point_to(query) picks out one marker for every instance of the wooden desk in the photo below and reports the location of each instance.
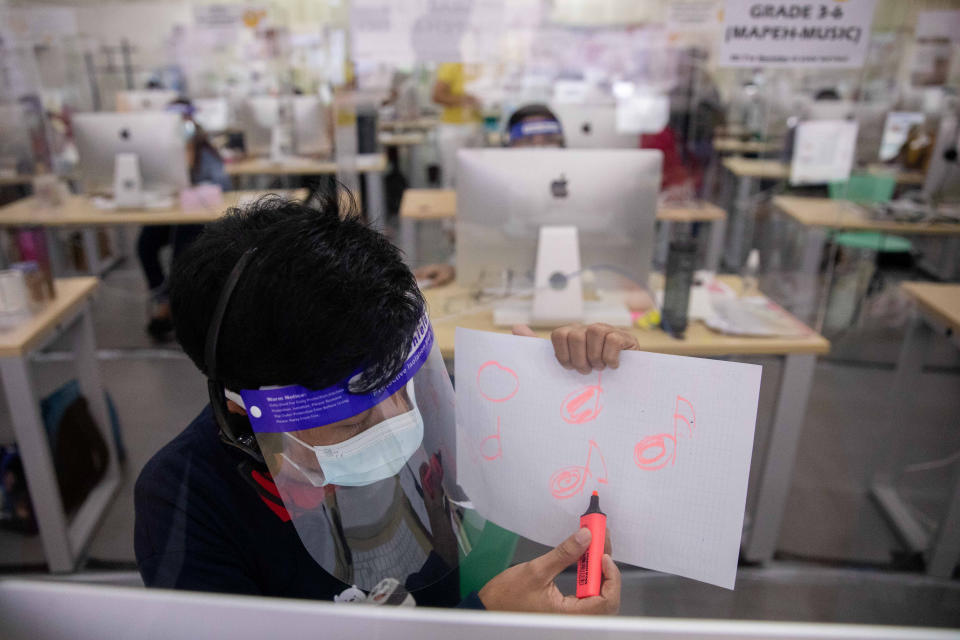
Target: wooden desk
(849, 216)
(453, 306)
(404, 139)
(936, 309)
(818, 216)
(421, 205)
(79, 211)
(416, 124)
(737, 146)
(740, 188)
(64, 542)
(775, 170)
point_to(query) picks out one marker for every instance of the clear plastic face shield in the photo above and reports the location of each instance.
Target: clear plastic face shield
(536, 133)
(368, 478)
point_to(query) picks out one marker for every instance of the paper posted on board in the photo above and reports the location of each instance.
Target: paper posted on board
(665, 440)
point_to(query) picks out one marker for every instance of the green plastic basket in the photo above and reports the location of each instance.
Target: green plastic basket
(865, 187)
(873, 241)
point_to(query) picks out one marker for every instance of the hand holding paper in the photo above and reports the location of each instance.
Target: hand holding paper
(666, 439)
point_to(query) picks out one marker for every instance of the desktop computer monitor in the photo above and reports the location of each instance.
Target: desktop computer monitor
(896, 128)
(213, 114)
(603, 204)
(309, 116)
(16, 149)
(156, 137)
(593, 126)
(146, 100)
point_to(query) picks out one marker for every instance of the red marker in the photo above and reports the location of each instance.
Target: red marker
(588, 568)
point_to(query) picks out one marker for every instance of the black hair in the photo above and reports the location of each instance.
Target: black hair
(539, 111)
(322, 296)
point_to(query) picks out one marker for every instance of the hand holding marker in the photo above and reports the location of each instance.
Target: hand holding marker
(588, 567)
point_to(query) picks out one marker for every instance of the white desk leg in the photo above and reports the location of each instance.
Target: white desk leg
(663, 243)
(741, 227)
(781, 454)
(88, 375)
(718, 231)
(37, 462)
(94, 265)
(418, 173)
(808, 285)
(903, 403)
(55, 251)
(409, 242)
(377, 205)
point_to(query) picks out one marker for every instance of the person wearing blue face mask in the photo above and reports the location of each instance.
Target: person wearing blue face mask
(206, 166)
(325, 463)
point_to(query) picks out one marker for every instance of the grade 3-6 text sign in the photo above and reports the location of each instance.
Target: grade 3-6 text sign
(793, 33)
(665, 440)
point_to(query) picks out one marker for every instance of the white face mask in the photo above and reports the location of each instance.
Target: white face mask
(376, 454)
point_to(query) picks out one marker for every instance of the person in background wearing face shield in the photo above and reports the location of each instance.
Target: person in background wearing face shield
(205, 165)
(325, 464)
(532, 125)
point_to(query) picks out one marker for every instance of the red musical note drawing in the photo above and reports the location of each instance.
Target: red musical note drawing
(691, 422)
(499, 383)
(484, 449)
(569, 481)
(657, 451)
(582, 405)
(667, 454)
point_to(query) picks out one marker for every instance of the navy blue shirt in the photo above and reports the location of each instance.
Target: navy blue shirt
(208, 519)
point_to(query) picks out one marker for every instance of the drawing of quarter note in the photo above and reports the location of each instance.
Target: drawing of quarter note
(655, 452)
(490, 447)
(685, 413)
(570, 481)
(496, 382)
(582, 405)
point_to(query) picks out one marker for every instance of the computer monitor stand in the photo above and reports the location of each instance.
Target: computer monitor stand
(558, 289)
(281, 142)
(127, 181)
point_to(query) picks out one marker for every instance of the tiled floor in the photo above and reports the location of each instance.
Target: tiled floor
(850, 425)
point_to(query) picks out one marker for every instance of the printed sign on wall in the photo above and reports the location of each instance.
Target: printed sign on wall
(828, 33)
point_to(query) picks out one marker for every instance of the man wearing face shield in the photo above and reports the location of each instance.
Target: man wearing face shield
(325, 463)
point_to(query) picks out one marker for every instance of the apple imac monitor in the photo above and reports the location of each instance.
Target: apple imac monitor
(593, 126)
(16, 150)
(543, 218)
(213, 114)
(146, 100)
(156, 137)
(259, 117)
(896, 128)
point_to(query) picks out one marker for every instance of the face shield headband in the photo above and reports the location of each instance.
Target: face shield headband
(295, 408)
(232, 430)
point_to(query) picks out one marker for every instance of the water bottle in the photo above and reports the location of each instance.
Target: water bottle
(676, 291)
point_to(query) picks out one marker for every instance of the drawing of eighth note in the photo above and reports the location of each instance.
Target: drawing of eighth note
(582, 405)
(496, 383)
(570, 481)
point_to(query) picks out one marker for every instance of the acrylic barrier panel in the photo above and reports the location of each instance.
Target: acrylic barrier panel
(665, 440)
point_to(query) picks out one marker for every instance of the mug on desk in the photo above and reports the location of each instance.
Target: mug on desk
(14, 298)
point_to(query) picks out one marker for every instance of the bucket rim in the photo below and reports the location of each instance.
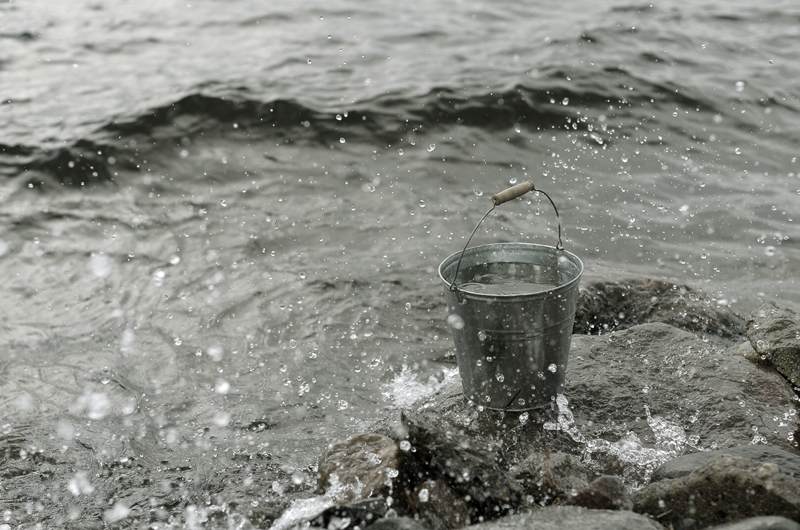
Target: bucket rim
(541, 294)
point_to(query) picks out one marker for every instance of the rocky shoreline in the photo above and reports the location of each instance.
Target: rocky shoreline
(676, 414)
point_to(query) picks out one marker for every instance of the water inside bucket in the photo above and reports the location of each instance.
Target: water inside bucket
(507, 278)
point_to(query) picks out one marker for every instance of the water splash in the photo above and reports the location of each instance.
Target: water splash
(404, 390)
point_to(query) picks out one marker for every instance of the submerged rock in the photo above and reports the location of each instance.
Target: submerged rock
(549, 477)
(726, 489)
(605, 306)
(360, 513)
(438, 506)
(760, 523)
(360, 467)
(604, 493)
(397, 523)
(571, 518)
(774, 333)
(788, 463)
(447, 454)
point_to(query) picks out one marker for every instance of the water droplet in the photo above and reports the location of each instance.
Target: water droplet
(215, 352)
(100, 264)
(455, 321)
(222, 418)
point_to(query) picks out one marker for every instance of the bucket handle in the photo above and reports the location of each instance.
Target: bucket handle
(497, 199)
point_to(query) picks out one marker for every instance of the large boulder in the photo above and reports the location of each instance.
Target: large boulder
(633, 400)
(787, 462)
(774, 334)
(726, 489)
(606, 304)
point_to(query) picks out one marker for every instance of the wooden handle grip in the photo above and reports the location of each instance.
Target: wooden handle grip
(513, 192)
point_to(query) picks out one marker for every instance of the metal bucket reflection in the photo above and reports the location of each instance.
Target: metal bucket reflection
(512, 341)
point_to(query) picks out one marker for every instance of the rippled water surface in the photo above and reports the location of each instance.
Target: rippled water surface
(220, 222)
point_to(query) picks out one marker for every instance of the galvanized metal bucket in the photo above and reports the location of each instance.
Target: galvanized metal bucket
(512, 308)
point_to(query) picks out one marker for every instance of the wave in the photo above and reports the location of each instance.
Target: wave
(555, 98)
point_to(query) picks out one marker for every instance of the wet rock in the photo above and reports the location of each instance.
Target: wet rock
(397, 523)
(360, 513)
(634, 399)
(549, 477)
(726, 489)
(788, 463)
(438, 506)
(604, 493)
(571, 518)
(470, 470)
(774, 333)
(618, 304)
(760, 523)
(360, 467)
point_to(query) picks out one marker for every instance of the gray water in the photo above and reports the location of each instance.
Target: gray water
(220, 223)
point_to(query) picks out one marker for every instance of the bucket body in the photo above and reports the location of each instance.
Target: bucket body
(512, 339)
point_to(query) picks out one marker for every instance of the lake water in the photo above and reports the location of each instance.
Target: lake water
(220, 222)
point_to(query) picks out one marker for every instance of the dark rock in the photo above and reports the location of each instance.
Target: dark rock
(774, 333)
(470, 471)
(760, 523)
(633, 400)
(397, 523)
(788, 463)
(549, 477)
(605, 305)
(363, 466)
(571, 518)
(604, 493)
(360, 513)
(438, 506)
(726, 489)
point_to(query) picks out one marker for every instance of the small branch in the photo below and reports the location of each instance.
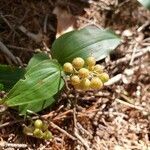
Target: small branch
(131, 105)
(128, 57)
(19, 48)
(81, 140)
(36, 37)
(113, 80)
(6, 51)
(4, 144)
(63, 131)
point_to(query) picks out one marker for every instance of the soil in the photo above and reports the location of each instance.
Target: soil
(115, 118)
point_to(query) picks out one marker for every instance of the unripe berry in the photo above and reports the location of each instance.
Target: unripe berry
(104, 77)
(83, 72)
(98, 68)
(38, 133)
(47, 135)
(75, 80)
(44, 127)
(85, 84)
(68, 67)
(38, 124)
(90, 61)
(78, 63)
(96, 83)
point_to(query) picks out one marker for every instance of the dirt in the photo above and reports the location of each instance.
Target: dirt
(115, 118)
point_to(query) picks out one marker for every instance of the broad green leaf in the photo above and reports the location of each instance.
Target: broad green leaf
(36, 59)
(9, 75)
(83, 43)
(145, 3)
(41, 83)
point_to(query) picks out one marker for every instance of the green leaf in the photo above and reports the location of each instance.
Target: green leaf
(145, 3)
(9, 75)
(36, 59)
(83, 43)
(41, 83)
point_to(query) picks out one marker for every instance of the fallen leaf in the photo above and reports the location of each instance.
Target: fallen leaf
(66, 22)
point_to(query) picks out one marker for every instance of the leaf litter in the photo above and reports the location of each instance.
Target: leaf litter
(115, 118)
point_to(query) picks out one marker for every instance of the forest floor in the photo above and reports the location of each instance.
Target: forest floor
(115, 118)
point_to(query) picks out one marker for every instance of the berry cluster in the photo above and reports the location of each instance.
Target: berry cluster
(38, 130)
(85, 75)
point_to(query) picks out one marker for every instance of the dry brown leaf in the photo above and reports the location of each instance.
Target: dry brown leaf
(66, 22)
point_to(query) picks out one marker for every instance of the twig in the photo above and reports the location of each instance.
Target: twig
(131, 105)
(81, 140)
(128, 57)
(19, 48)
(133, 54)
(6, 51)
(45, 23)
(10, 123)
(63, 131)
(84, 130)
(113, 80)
(4, 144)
(36, 37)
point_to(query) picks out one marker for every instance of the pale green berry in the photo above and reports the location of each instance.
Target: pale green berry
(98, 68)
(75, 80)
(78, 63)
(96, 83)
(83, 72)
(90, 61)
(68, 68)
(85, 84)
(38, 123)
(104, 77)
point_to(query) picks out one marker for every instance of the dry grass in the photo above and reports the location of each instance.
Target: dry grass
(116, 118)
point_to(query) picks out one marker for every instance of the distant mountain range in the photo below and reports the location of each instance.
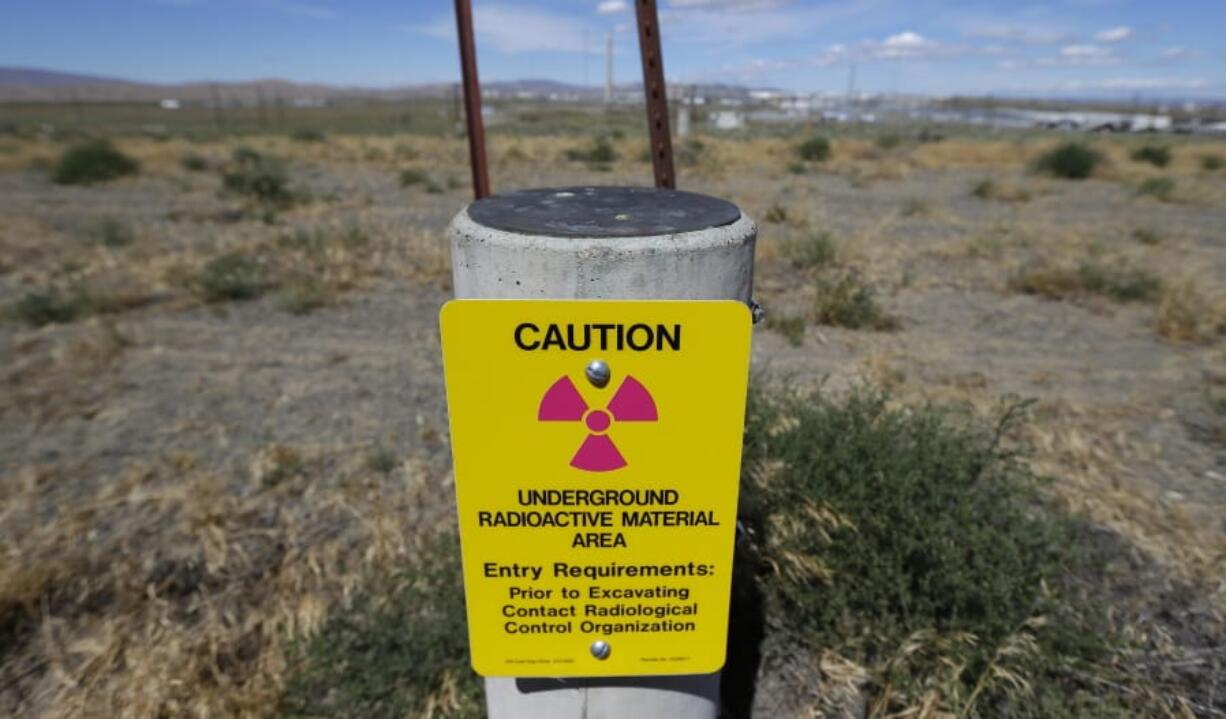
----------
TRY IT: In the records above, find each line that mentions the string "below", then copy it.

TASK RESPONSE:
point_to(query) picks out one marker for every instance of the wooden desk in the photo below and reports the location of each instance.
point_to(query) picks out one marker for every instance of the bucket rim in the photo below and reports the location of each instance.
point_to(query) picks out one marker for every instance of the small branch in the photo below and reports the location of each instance.
point_to(query) picks out one marker for every instance of the distant mountain range in the photo below and reports the location of each instance.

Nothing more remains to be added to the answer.